In questa parte di isola non se ne trovano, o, se ce ne sono, fanno orari ridotti. Finiamo con il farci spennare in un alimentari di Centuri Porto, in cui cedo alla tentazione di un melone particolarmente maturo che mi terrà compagnia per due giorni.
Il sole sta tramontando sul primo nostro giorno di vacanza, e per la prima volta realizzo che ad aspettarmi non ci sarà una casetta con piano cottura, frigo pieno di birra e una comoda doccia, bensì una striminzita tenda, scatolame preparato con militare precisione da Viola, e dei cessi a cui fare la coda con carta igienica in mano. Saranno due settimane impegnative, penso mentre, seduto sul water, sento il vicino di gabinetto, un tedesco di mezza età, effettuare flatulenze inaudite.

Rotolando verso sud ci fermiamo a Nonza, delizioso paesino appollaiato su una falesia, in cui svetta la Chiesa di Santa Giulia e la Torre cittadina; da qui è eccezionale la vista sulla spiaggia nera. Per pranzo ci fermiamo a Saint Florent, cittadina graziosa e turistica, da cui partono i battelli per le spiagge di Saleccia e Lotu, all'estremità del deserto Des Agriate, non raggiungibili con auto privata. Dopo qualche tentennamento decidiamo di proseguire, riservandoci di approfondire il deserto un’altra volta.

◆ CONSEGNA 1 ◆
Secondo l'estratto della pagina, da quale cittadina partono i battelli per le spiagge di Saleccia e Lotu?
◆ CONSEGNA 2 ◆
Riassuma l'estratto della pagina in due frasi.
◆ CONSEGNA 3 ◆
Nell'estratto della pagina, riscriva il passo che inizia con "In questa parte" e termina con "per due giorni.", sostituendo "melone" con "cocomero".

◆ MATERIALE FORNITO ◆
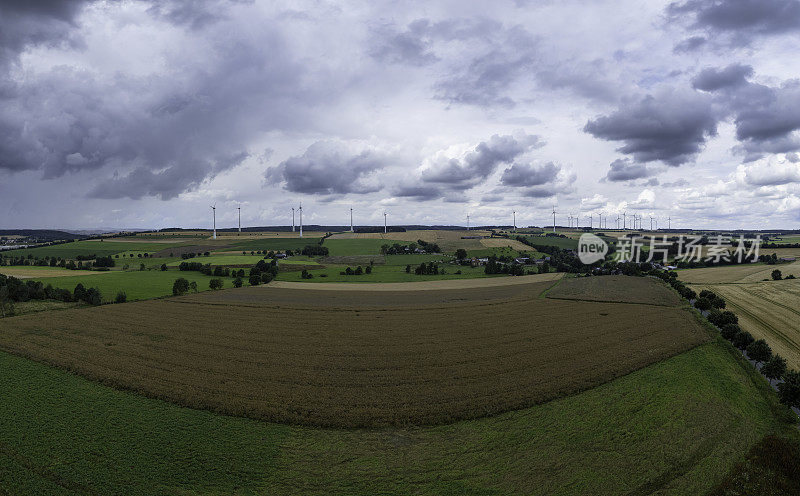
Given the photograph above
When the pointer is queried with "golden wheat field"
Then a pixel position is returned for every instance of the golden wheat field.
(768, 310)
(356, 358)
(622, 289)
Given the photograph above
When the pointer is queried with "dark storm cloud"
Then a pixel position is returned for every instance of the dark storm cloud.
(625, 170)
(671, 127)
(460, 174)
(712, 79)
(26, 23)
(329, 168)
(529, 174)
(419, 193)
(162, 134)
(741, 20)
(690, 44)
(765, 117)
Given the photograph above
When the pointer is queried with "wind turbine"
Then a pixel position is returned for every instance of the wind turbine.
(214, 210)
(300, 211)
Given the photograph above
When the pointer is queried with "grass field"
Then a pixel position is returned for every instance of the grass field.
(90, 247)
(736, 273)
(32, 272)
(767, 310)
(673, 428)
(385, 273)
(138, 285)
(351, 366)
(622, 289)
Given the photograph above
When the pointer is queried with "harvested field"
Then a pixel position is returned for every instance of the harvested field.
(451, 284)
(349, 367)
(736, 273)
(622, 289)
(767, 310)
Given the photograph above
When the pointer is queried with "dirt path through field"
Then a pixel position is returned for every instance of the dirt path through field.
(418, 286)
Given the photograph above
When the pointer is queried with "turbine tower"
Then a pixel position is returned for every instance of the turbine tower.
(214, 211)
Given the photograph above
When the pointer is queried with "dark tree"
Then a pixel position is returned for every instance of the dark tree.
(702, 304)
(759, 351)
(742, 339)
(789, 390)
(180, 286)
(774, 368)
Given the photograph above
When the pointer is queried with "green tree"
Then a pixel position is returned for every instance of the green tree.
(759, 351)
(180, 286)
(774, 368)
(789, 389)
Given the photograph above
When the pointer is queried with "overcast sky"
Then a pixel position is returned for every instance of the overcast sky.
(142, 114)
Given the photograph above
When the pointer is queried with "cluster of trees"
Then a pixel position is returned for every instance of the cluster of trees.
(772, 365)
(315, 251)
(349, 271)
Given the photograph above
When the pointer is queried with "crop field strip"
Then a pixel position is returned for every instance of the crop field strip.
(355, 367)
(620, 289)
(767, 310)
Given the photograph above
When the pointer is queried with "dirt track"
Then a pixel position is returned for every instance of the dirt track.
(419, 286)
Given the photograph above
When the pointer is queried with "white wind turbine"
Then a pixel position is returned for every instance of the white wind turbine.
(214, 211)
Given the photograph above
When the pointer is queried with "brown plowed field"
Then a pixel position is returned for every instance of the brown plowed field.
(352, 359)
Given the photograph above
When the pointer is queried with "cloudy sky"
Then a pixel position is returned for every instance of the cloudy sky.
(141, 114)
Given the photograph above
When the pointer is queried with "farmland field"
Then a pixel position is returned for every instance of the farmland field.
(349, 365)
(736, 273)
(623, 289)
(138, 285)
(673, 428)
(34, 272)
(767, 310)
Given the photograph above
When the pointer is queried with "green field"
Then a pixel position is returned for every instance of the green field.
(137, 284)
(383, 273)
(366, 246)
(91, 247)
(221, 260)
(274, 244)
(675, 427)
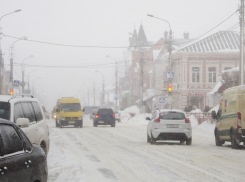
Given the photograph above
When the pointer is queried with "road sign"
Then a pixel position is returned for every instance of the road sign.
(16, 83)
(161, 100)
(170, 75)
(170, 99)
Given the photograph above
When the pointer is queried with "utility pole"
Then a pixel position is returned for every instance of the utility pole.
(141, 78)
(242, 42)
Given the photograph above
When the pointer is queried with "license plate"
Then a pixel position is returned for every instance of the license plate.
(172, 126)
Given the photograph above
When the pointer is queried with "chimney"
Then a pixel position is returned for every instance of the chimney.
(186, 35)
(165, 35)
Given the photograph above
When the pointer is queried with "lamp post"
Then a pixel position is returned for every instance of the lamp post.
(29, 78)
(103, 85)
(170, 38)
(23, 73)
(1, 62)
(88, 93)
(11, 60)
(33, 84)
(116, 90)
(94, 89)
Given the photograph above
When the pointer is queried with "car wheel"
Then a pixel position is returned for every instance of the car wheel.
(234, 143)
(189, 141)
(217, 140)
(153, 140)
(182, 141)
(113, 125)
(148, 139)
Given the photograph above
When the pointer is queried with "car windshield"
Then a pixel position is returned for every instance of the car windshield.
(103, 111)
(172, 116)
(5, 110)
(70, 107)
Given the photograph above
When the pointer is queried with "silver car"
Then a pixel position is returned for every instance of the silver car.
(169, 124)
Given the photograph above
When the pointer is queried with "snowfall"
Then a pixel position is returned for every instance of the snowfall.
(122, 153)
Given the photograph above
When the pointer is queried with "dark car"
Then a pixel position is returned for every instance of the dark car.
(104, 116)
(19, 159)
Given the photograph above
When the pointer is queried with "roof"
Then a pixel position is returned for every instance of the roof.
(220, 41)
* * *
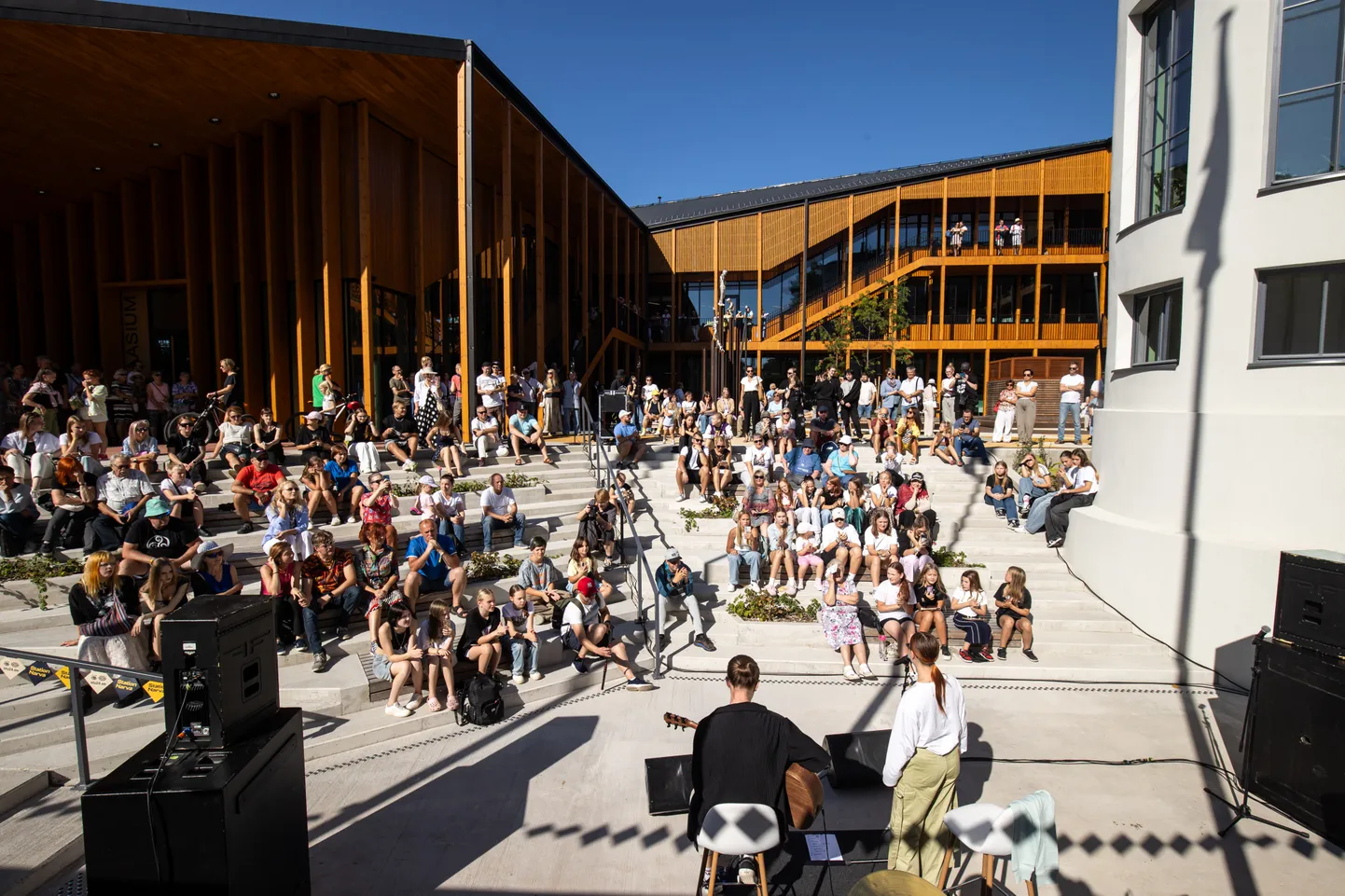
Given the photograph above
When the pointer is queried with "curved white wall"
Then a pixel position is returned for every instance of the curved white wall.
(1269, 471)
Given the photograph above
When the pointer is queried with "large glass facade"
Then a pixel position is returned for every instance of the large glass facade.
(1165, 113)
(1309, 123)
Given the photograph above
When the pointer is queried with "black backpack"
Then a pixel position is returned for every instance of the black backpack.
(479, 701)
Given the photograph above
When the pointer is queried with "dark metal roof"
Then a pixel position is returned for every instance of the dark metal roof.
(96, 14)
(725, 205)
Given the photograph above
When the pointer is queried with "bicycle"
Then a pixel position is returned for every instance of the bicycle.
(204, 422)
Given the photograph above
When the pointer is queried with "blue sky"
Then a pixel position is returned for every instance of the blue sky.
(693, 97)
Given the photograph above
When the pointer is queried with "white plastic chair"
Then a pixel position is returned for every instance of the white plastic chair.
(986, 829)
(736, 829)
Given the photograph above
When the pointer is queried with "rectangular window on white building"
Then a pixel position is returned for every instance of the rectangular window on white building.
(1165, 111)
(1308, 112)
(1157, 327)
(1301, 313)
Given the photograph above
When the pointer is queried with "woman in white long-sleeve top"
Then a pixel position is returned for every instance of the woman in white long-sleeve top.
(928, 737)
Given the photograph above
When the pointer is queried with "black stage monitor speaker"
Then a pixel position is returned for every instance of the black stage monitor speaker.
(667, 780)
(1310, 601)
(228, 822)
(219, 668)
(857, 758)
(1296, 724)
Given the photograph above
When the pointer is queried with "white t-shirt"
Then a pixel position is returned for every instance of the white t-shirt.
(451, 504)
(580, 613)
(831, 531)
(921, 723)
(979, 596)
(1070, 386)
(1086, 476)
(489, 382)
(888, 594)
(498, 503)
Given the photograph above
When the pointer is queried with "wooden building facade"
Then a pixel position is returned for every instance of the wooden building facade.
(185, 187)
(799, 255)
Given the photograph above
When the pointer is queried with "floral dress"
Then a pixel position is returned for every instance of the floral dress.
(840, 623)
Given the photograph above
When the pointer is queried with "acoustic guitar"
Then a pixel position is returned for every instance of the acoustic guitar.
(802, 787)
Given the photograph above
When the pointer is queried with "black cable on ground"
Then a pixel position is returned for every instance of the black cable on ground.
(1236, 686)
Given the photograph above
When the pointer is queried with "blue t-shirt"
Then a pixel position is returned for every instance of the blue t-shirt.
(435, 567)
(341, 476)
--
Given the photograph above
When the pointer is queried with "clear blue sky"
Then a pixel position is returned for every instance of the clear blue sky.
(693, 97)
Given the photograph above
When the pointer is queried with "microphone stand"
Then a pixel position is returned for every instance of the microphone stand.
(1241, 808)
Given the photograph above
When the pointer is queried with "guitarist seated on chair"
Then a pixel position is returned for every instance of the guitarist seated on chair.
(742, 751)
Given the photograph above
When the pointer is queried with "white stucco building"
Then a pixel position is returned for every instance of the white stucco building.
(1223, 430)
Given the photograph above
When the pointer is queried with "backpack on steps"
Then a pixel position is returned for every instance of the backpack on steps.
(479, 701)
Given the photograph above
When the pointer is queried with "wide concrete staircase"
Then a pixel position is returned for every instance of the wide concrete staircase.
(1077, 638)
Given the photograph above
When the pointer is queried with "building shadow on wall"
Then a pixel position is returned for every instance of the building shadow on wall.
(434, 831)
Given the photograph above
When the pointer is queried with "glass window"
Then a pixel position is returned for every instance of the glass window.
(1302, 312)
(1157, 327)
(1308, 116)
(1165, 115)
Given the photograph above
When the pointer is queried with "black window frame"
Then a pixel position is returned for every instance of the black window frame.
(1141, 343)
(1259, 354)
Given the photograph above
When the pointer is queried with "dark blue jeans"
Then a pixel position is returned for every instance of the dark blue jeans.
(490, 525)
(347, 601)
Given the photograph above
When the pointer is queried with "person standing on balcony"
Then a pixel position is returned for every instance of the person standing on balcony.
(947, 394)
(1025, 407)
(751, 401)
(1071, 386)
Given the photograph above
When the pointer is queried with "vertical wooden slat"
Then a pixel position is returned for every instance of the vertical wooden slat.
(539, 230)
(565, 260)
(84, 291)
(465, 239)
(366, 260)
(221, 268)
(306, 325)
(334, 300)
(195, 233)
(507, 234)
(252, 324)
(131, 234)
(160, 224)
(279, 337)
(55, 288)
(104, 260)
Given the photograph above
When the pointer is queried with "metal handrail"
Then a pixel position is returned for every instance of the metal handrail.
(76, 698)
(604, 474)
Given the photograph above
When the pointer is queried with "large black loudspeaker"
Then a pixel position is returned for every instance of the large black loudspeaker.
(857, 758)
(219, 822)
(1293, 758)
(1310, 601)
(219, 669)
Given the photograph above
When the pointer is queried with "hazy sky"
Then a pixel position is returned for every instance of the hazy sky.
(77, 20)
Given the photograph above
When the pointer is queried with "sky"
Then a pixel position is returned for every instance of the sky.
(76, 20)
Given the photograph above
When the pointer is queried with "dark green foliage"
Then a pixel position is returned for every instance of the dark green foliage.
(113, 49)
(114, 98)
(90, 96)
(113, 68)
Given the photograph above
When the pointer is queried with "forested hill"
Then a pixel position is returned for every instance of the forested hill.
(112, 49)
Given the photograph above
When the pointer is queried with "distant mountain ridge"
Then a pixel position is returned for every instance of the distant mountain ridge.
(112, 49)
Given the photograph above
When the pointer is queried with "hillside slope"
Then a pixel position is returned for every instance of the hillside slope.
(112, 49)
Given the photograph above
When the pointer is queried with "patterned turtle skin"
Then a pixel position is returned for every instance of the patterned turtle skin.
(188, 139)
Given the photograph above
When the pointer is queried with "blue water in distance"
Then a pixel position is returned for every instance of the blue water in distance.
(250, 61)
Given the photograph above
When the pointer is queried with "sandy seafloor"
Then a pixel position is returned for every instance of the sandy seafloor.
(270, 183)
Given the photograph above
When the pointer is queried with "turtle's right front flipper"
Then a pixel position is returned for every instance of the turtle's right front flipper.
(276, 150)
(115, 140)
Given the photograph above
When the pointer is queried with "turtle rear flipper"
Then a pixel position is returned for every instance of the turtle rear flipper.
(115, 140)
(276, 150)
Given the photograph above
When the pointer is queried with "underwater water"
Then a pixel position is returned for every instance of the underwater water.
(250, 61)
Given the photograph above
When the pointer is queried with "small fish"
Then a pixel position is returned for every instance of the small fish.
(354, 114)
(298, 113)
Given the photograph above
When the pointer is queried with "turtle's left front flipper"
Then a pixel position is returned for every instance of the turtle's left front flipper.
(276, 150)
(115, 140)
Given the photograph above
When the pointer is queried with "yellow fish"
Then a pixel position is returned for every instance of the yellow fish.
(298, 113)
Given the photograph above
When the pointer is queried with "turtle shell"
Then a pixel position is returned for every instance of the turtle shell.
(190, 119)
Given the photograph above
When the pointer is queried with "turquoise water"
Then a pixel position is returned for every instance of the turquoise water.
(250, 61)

◆ RISPOSTA COMPLETA 1 ◆
Da Saint Florent.

◆ RISPOSTA COMPLETA 2 ◆
Dopo aver fatto provviste a caro prezzo in un alimentari di Centuri Porto, al tramonto del primo giorno di vacanza chi scrive si rende conto che, invece di una casetta con comodità, ci saranno una piccola tenda, scatolame e gabinetti in cui fare la coda, e prevede due settimane impegnative. Scendendo verso sud si fa tappa a Nonza, paesino su una falesia con vista sulla spiaggia nera, e si pranza a Saint Florent, ma si decide di proseguire rimandando a un'altra volta la visita al deserto Des Agriate.

◆ RISPOSTA COMPLETA 3 ◆
In questa parte di isola non se ne trovano, o, se ce ne sono, fanno orari ridotti. Finiamo con il farci spennare in un alimentari di Centuri Porto, in cui cedo alla tentazione di un cocomero particolarmente maturo che mi terrà compagnia per due giorni.